With food insecurity elevated in Massachusetts due to the pandemic, the annual Walk for Hunger raised more than $1 million as the event took place virtually again this year, according to organizers.
“Right now, we are facing one of the worst hunger crises in the country, right here in Massachusetts,” Attorney General Maura Healey said in a video message during the event, which involved fund-raisers walking through their neighborhoods and livestreamed remarks.
“People in every community across our state are going hungry,” Healey said. “It could be your neighbor’s family members or friends. This crisis is real.”
About 20 percent of families with children — and nearly a third of Black and Latino families — are food insecure, meaning they lack consistent access to affordable and nutritious meals, according to Project Bread, which runs the walk.
“The scale of the crisis is immense,” said Erin McAleer, the organization’s president and CEO, in a phone interview.
“The numbers speak for themselves but what we hear on the phone every day is people who have never been in this crisis before,” she said, noting how the pandemic brought job losses and reduced hours for many.
One of the main challenges, especially with people new to food insecurity, is connecting people to the services they need, according to McAleer, something that she said has become a new focus for Project Bread.
On Sunday, about 1,500 people walked to raise money for the event, similar to last year’s virtual event, but significantly fewer than in a typical year, McAleer.
Among them was Saadia Ali, 22, of Cambridge, who is considered the top all-time fund-raiser, having raised about $200,000 in the eight years she has been walking.
“My feet hurt; my hips are a little sore,” she said by phone during the final stretch of her 20-mile walk on the Minuteman Commuter Bikeway, from Cambridge to Bedford and back.
_ _ _
Work to complete
1/ According to the Walk for Hunger article, what share of Black and Latino families are food insecure?
2/ Extend the article about the Walk for Hunger, picking up right after its last sentence.
The material that comes next has nothing to do with the article.

Source material
_ _ _
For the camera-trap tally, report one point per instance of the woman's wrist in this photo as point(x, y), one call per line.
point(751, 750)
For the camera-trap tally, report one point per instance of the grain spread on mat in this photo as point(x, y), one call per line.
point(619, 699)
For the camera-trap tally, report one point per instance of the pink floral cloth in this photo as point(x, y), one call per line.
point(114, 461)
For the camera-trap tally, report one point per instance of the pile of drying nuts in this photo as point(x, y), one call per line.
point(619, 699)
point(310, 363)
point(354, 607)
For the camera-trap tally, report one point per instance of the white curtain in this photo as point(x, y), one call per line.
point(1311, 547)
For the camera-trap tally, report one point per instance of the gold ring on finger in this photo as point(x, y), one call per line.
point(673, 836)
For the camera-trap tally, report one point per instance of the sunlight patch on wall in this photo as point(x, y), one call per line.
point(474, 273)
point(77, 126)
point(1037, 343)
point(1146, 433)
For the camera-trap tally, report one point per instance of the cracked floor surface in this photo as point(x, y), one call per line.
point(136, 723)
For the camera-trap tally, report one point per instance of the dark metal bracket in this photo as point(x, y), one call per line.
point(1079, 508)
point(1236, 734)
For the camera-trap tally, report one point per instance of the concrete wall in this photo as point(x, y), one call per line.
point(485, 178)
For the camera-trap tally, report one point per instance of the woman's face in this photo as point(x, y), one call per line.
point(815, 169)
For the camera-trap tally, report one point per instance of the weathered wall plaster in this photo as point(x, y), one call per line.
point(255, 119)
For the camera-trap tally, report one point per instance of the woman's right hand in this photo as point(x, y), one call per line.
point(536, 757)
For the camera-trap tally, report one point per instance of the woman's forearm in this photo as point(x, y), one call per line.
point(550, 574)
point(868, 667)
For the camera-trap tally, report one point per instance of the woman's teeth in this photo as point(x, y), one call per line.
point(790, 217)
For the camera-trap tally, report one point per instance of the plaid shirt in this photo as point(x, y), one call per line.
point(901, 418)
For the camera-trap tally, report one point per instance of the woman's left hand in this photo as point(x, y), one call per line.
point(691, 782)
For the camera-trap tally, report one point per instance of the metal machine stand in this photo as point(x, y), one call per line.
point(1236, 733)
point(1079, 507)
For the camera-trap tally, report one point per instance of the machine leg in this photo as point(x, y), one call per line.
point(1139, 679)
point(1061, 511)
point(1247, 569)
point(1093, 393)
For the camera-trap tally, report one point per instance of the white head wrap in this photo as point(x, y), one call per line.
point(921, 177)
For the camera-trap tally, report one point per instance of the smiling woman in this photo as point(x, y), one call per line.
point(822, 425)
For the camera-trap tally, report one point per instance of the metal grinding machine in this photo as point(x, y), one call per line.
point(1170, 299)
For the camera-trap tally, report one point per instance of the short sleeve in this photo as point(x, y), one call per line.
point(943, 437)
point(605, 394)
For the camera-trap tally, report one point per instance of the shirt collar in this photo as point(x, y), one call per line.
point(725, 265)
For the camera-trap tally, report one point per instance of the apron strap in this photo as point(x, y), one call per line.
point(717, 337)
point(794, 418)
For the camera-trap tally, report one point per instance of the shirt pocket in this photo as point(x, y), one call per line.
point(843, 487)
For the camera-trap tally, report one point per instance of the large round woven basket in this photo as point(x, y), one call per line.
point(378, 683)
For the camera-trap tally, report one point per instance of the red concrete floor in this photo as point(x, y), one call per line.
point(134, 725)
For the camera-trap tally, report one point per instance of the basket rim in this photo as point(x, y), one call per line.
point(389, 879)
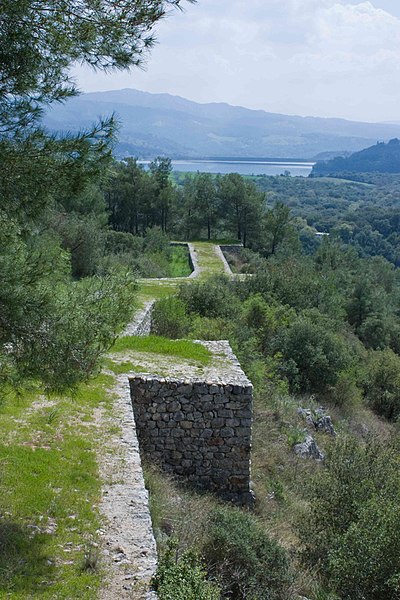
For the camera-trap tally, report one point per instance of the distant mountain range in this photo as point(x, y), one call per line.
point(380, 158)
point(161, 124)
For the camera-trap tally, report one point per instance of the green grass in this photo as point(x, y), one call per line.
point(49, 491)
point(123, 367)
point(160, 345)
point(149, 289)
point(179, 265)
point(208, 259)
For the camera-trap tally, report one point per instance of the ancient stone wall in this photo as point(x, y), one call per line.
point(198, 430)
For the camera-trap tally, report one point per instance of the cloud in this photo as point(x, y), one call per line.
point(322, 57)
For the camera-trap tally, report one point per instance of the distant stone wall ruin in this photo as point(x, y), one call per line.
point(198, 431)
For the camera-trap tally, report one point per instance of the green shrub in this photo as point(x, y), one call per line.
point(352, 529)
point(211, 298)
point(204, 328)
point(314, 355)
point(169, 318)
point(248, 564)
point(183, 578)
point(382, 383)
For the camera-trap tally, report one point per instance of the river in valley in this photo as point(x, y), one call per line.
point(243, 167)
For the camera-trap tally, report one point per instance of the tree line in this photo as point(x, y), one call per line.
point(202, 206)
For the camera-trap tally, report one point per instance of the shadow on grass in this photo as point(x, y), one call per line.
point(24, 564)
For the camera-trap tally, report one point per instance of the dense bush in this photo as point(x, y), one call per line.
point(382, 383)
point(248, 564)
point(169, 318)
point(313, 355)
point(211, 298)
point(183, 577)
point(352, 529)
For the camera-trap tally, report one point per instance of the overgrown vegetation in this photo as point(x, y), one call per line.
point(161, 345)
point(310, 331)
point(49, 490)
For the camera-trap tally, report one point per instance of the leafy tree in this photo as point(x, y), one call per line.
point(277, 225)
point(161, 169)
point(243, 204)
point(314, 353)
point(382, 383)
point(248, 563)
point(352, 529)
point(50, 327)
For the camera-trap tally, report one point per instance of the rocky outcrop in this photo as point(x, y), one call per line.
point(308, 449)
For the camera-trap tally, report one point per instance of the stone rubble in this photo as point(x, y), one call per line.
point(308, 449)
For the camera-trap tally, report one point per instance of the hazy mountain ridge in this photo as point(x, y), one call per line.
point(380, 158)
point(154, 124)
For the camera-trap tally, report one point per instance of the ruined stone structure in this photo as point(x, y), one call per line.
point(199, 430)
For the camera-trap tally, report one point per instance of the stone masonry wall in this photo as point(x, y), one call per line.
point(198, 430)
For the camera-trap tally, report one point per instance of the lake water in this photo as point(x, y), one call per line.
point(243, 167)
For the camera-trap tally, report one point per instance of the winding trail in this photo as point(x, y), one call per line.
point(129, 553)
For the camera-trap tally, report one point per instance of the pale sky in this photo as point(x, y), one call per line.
_ _ _
Replies
1/ Nearly a third.

2/
Ali said her older sister’s death in 2012 made her think more deeply about her role in the world and said food access is a fundamental need. The fact that people go hungry in one of the richest states of the richest country is an “outrage,” she said.
“Even before the pandemic I think the rates of hunger were pretty embarrassing for a state like Massachusetts,” said Ali, who is attending Boston University’s law school in the fall.
For one group of walkers on Sunday, the event is their opportunity to give back to a program that helps support them.
“There was so much desire from our folks to do something,” this year, said Kevin Neil, 26, chaplain of MANNA, a community organization of people experiencing homelessness or unstable housing based at the Cathedral Church of St. Paul across from Boston Common.
For at least the past six years — with the exception of last year, when the virus was tearing through the community — the group has raised money and walked as part of the event.
The past year, he said in a phone interview, has “been really demoralizing for our folks,” as the dearth of public bathrooms went unaddressed and the pandemic impacted other services.
Still, Neil said, “They’ve benefited and relied on these [food[ programs around the city. They’re wanting to give back and feel like it’s not a relationship just of receiving, but a feeling of reciprocity to that.”